**EXERCISE GOAL**
Extract every line of the items below that contains the word "hazy", and reproduce each such line in full.
---------- GIVEN INFORMATION ----------
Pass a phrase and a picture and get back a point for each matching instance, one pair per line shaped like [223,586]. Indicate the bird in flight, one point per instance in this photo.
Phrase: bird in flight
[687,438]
----------
---------- GIVEN INFORMATION ----------
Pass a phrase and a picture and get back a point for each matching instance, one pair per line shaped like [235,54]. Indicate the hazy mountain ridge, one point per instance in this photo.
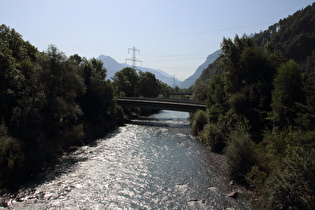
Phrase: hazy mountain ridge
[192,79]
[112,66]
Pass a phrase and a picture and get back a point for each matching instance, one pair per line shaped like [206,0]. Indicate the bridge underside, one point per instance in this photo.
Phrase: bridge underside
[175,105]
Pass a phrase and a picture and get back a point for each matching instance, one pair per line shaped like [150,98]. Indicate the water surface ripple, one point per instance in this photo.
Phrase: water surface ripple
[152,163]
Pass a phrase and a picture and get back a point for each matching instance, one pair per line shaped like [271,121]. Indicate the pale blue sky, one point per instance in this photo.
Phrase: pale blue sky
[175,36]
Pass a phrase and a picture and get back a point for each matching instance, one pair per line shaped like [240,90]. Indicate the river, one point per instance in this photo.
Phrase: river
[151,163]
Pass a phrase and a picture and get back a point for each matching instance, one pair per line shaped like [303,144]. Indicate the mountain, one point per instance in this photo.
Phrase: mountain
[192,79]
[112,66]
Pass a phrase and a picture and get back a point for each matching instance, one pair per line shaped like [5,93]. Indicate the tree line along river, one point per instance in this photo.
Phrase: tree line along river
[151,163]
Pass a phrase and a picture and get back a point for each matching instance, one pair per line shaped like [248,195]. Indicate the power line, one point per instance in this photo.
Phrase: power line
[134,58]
----------
---------- GIVEN INFORMATION ----------
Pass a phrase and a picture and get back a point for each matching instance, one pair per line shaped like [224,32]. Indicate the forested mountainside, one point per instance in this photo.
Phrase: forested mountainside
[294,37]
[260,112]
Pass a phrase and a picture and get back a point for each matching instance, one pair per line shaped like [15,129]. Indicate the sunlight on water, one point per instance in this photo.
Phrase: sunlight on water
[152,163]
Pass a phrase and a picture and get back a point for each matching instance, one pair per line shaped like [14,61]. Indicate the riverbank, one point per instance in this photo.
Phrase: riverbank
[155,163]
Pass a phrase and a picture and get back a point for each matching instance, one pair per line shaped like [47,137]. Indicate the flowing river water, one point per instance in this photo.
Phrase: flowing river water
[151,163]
----------
**COMPLETE RESPONSE**
Pass a phrase and a picture and get back a point for each matching instance, one pair per line shaped like [235,54]. Indicate the hazy mountain ridge, one point per instance in this photo.
Phrase: hazy mountain ridge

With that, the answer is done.